BEGIN EXTRACTED MATERIAL

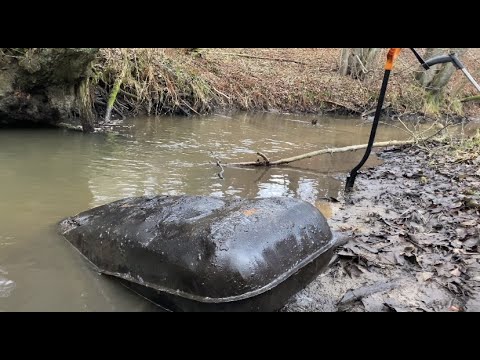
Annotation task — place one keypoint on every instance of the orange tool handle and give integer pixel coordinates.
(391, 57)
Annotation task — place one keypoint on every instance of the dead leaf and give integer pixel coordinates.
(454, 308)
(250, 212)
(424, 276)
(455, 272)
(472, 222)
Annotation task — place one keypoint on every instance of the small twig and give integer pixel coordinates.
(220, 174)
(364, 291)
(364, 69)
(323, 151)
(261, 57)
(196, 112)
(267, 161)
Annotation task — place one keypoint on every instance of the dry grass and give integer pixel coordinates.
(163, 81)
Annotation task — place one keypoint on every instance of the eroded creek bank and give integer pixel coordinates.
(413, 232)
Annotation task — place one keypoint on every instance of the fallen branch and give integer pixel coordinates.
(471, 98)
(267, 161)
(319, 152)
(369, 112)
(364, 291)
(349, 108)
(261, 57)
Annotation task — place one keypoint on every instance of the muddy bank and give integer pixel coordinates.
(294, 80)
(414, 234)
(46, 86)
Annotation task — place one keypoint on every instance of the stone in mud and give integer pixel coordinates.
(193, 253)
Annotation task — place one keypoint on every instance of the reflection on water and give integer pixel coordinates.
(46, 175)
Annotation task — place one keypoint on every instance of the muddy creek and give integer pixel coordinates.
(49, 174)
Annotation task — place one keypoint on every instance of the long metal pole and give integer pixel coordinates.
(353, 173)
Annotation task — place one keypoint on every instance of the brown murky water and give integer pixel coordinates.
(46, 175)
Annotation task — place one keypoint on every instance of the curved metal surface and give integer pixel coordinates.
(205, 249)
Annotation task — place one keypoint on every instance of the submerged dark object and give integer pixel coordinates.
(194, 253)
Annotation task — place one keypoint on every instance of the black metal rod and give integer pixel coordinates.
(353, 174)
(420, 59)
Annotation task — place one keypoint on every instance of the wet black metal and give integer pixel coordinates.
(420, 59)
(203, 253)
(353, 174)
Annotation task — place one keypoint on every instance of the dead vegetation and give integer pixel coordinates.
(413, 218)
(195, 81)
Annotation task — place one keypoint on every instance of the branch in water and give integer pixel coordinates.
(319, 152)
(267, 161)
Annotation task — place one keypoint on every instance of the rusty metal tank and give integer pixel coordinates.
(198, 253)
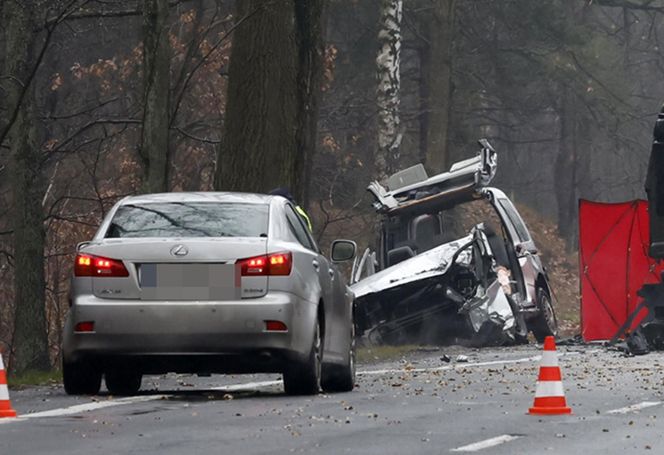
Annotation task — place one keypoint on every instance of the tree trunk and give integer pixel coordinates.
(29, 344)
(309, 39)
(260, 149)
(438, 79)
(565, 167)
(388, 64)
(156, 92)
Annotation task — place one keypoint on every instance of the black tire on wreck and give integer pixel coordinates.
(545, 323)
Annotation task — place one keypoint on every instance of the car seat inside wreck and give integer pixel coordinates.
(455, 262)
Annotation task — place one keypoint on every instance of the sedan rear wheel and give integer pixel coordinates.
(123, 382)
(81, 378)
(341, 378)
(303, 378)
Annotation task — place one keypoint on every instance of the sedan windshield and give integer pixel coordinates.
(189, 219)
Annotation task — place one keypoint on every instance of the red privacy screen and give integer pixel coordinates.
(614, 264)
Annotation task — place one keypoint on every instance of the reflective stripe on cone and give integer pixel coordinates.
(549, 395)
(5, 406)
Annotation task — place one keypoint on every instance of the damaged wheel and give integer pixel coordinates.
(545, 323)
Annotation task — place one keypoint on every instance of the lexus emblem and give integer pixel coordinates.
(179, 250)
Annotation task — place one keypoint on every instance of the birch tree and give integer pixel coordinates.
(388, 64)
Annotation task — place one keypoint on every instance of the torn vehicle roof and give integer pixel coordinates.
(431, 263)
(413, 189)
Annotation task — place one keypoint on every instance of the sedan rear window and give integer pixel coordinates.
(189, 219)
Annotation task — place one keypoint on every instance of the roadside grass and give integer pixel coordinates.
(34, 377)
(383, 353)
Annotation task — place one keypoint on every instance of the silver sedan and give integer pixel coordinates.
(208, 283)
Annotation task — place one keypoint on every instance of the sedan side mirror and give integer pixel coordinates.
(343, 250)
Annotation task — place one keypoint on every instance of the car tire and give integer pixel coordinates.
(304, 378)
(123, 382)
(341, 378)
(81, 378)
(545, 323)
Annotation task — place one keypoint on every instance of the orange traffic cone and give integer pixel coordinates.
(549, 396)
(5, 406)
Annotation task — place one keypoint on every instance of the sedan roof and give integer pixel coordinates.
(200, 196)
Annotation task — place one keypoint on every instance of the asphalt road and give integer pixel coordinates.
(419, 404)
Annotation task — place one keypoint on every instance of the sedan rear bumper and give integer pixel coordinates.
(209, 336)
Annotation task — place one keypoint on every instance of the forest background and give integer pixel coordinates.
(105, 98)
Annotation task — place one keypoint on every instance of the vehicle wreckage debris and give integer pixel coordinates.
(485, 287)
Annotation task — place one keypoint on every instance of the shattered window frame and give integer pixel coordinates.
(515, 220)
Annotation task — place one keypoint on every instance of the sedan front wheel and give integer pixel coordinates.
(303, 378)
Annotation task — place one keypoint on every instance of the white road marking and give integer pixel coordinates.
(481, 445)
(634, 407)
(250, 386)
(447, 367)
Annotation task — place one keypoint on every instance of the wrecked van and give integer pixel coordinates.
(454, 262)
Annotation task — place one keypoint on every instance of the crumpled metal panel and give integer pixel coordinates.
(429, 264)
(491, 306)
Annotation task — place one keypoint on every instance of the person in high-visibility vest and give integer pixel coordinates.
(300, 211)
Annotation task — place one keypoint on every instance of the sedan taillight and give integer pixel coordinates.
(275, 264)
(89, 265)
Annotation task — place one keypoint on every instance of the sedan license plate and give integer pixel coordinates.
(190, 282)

END EXTRACTED MATERIAL

WHAT TO PRODUCE: Write the lines above out again exactly, without any of their pictures.

RESPONSE AREA:
Annotation task — place one keypoint on every instance of the orange tool handle and give integer pixel coordinates.
(391, 57)
Annotation task — place one keypoint on every instance of the dead leaf and give integer pixel coordinates.
(454, 308)
(250, 212)
(424, 276)
(455, 272)
(472, 222)
Annotation task — place one keypoint on every instance of the small twig and give integer pixel coordinates.
(220, 174)
(364, 291)
(364, 69)
(323, 151)
(261, 57)
(196, 112)
(267, 161)
Annotation task — place one keypoint on every instance of the dry grass and give integer pixel coordinates.
(163, 81)
Annotation task — place one keypoint on every instance of the eroded creek bank and give integer pixel coordinates.
(413, 232)
Annotation task — place one keypoint on every instance of the fallen branch and give integer pixel coordinates.
(471, 98)
(267, 161)
(319, 152)
(369, 112)
(364, 291)
(349, 108)
(261, 57)
Annotation task — place one keypoint on every instance of the muddy bank and give integer pixel coordinates.
(294, 80)
(414, 234)
(46, 86)
Annotation task — place one keypoint on every instance of the stone in mud and give integer pixel coordinates.
(193, 253)
Annotation task — place one keypoint on every instance of the reflection on water and give integer pixel coordinates.
(46, 175)
Annotation task — place one keypoint on every instance of the muddy creek and give integer pixel coordinates.
(49, 174)
Annotation task — place one keypoint on every instance of the long metal pole and give integer pixel coordinates.
(353, 173)
Annotation task — place one keypoint on every instance of the brown murky water and give integer pixel coordinates.
(46, 175)
Annotation task — place one keypoint on every instance of the curved metal surface and give integer pixel coordinates.
(205, 249)
Annotation task — place one keypoint on every instance of the submerged dark object and give integer pixel coordinates.
(194, 253)
Annotation task — place one keypoint on every instance of the black metal rod and give integer pixel coordinates.
(353, 174)
(420, 59)
Annotation task — place one keypoint on every instance of the wet black metal and give integer pixel coordinates.
(420, 59)
(203, 253)
(353, 174)
Annotation task — place one keypoint on every instance of the dead vegetation and give integer pixel coordinates.
(413, 218)
(195, 81)
Annotation task — place one keypoint on every instance of the branch in water and give integer pixel coordinates.
(319, 152)
(267, 161)
Annotation task — place one keypoint on every instance of the rusty metal tank and give integer pixel coordinates.
(198, 253)
Annotation task — place one keypoint on every instance of the tree trunk and give integer pixel coordinates.
(29, 344)
(309, 39)
(260, 149)
(438, 79)
(565, 167)
(388, 64)
(156, 92)
Annotation task — place one keypoint on every instance of the black tire on wreck and give integer pixel coordinates.
(545, 323)
Annotation task — place one keypoint on every instance of the car seat inside wreck and give integer pixel coordinates.
(455, 262)
Annotation task — place one keypoint on every instance of the sedan rear wheel and give integer pixel coordinates.
(123, 382)
(81, 378)
(341, 378)
(303, 378)
Annotation task — place one keypoint on every instance of the sedan windshield and give integer pixel coordinates.
(189, 219)
Annotation task — place one keypoint on every instance of the red privacy screen and give integer pixel coordinates.
(614, 264)
Annotation task — place one keypoint on every instance of the reflective stripe on cone and give integer pixel coordinates.
(549, 395)
(5, 406)
Annotation task — place one keypoint on every instance of the damaged wheel and give integer pixel coordinates.
(545, 323)
Annotation task — place one keypoint on every instance of the lexus emblem and give integer pixel coordinates.
(179, 250)
Annotation task — place one keypoint on every instance of the birch tree and give integer pixel coordinates.
(388, 64)
Annotation task — place one keypoint on every instance of the torn vehicle roof and give integer pixel coordinates.
(431, 263)
(413, 189)
Annotation task — place one keypoint on every instance of the sedan rear window and give integer pixel coordinates.
(189, 219)
Annotation task — place one keypoint on every instance of the roadside grass and give integer pixel coordinates.
(34, 377)
(383, 353)
Annotation task — place one keypoint on every instance of the silver sedan and give integer pixel coordinates.
(208, 283)
Annotation task — place one keypoint on every instance of the sedan side mirror and give integer pixel coordinates.
(343, 250)
Annotation task — place one keypoint on every instance of the car tire and give integer pixel coordinates.
(304, 378)
(123, 382)
(341, 378)
(81, 378)
(545, 323)
Annotation task — place one keypoint on every instance of the orange traffic cone and give integer pixel coordinates.
(549, 396)
(5, 406)
Annotation task — place one keypoint on every instance of the sedan roof and give integer pixel coordinates.
(200, 196)
Annotation task — place one keypoint on every instance of the asphalt road and give integer pixel coordinates.
(419, 404)
Annotation task — place one keypoint on every instance of the sedan rear bumper and give integer pixel coordinates.
(209, 336)
Annotation task — place one keypoint on every instance of the forest background and give integer pixel coordinates.
(105, 98)
Annotation task — place one keypoint on every instance of the vehicle wreckage debris and give integer pixel coordinates.
(485, 287)
Annotation task — place one keypoint on every instance of the shattered window frame and give integer pixel coordinates.
(515, 220)
Annotation task — place one keypoint on every instance of the sedan front wheel and give integer pixel coordinates.
(303, 378)
Annotation task — place one keypoint on every instance of the white road marking and give integer pixel coordinates.
(481, 445)
(634, 407)
(250, 386)
(447, 367)
Annotation task — place one keypoint on every instance of the wrecked van and give integer pixel coordinates.
(454, 262)
Annotation task — place one keypoint on every instance of the crumpled metal panel and give integer pixel coordinates.
(429, 264)
(491, 306)
Annotation task — place one keypoint on every instance of the person in high-visibility vest and give integer pixel coordinates.
(300, 211)
Annotation task — place one keypoint on every instance of the sedan taillight and give integer pixel coordinates.
(275, 264)
(89, 265)
Annotation task — place one keypoint on every instance of the sedan license plate and give integer pixel coordinates.
(190, 282)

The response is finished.